--- START OF EXTRACTED TEXT ---
Link Search Menu Expand Document Documentation Menu

subsearch

This is an experimental feature and is not recommended for use in a production environment. For updates on the progress of the feature or if you want to leave feedback, join the discussion on the OpenSearch forum.

A subsearch (also known as a subquery) allows you to use the results of one query within another query. OpenSearch Piped Processing Language (PPL) supports four types of subsearch commands:

The first three subsearch commands (in, exists, and scalar) are expressions that you can use in the where command (where <boolean expression>) and search filter (search source=* <boolean expression>). The relation subsearch command is a statement that be used in a join operation.

in

An in subsearch allows you to check whether a field’s value exists in the results of another query. This is useful when you want to filter your results based on data from another index or query.

Syntax

where <field> [not] in [ search source=... | ... | ... ]

Usage

source = outer | where a in [ source = inner | fields b ]
source = outer | where (a) in [ source = inner | fields b ]
source = outer | where (a,b,c) in [ source = inner | fields d,e,f ]
source = outer | where a not in [ source = inner | fields b ]
source = outer | where (a) not in [ source = inner | fields b ]
source = outer | where (a,b,c) not in [ source = inner | fields d,e,f ]
source = outer a in [ source = inner | fields b ]
source = outer a not in [ source = inner | fields b ]
source = outer | where a in [ source = inner1 | where b not in [ source = inner2 | fields c ] | fields b ] // nested
source = table1 | inner join left = l right = r on l.a = r.a AND r.a in [ source = inner | fields d ] | fields l.a, r.a, b, c //as join filter

exists

An exists subsearch checks whether any results are returned by the subsearch query. This is particularly useful for correlated subqueries where you want to check the existence of related records.

Syntax

where [not] exists [ search source=... | ... | ... ]

Usage

The following examples demonstrate different ways to implement exists subsearches, from simple aggregation comparisons to complex nested calculations.

They are created with the following assumptions:

  • a and b are fields of table outer.
  • c and d are fields of table inner.
  • e and f are fields of table nested.
--- END OF EXTRACTED TEXT ---
--- START OF STORED ROWS ---
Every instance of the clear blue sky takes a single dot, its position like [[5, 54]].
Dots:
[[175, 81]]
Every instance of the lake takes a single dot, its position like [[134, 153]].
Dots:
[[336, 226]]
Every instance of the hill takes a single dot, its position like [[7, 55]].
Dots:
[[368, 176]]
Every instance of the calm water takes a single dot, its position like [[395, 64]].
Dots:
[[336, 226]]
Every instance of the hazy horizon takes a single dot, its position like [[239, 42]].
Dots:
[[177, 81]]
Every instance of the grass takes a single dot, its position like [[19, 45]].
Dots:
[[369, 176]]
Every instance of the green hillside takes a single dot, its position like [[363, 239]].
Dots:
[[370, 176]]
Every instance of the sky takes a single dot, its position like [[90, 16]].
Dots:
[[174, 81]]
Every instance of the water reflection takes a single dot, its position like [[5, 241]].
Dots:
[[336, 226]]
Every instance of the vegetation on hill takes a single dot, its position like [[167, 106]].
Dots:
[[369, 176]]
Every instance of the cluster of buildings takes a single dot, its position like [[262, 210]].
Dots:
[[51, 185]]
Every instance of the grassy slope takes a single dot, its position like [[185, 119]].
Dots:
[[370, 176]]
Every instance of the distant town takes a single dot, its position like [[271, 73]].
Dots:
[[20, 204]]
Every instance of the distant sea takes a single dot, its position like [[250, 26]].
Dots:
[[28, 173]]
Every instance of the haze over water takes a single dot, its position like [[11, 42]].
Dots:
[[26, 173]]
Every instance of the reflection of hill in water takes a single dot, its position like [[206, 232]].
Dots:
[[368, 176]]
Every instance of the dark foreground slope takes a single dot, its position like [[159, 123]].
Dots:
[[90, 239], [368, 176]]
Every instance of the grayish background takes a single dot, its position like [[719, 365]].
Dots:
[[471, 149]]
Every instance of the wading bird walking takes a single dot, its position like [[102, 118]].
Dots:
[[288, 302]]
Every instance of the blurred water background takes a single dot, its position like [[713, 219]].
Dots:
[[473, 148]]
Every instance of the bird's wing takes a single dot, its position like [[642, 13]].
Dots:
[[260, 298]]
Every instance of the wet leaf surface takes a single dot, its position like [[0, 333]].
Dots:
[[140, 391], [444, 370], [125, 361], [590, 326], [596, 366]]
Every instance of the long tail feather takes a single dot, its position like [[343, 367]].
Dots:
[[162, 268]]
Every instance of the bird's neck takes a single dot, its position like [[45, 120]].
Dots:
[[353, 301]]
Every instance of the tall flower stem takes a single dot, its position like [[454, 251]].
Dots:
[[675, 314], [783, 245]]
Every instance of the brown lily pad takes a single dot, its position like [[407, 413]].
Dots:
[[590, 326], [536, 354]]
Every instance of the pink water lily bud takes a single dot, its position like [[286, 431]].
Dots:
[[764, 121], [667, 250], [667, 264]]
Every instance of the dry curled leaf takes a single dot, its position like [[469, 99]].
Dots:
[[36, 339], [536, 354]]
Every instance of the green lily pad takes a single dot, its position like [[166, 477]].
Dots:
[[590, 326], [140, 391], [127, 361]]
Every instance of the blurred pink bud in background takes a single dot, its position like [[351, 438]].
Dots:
--- END OF STORED ROWS ---
• [WHAT TO WORK ON]
1 – Echo a passage from the subsearch documentation word for word, beginning at the words "This is an experimental" and stopping after "the OpenSearch forum.".
2 – Condense the paragraph of the subsearch documentation that opens with "The first three subsearch commands" into a short bulleted list that keeps its main facts.
3 – In the subsearch documentation, what does an exists subsearch check?

• [EXPECTED RESULTS]
1 –
This is an experimental feature and is not recommended for use in a production environment. For updates on the progress of the feature or if you want to leave feedback, join the discussion on the OpenSearch forum.

2 –
- The in, exists, and scalar subsearch commands are expressions.
- They can be used in the where command and in the search filter.
- The relation subsearch command is a statement used in a join operation.

3 – It checks whether any results are returned by the subsearch query.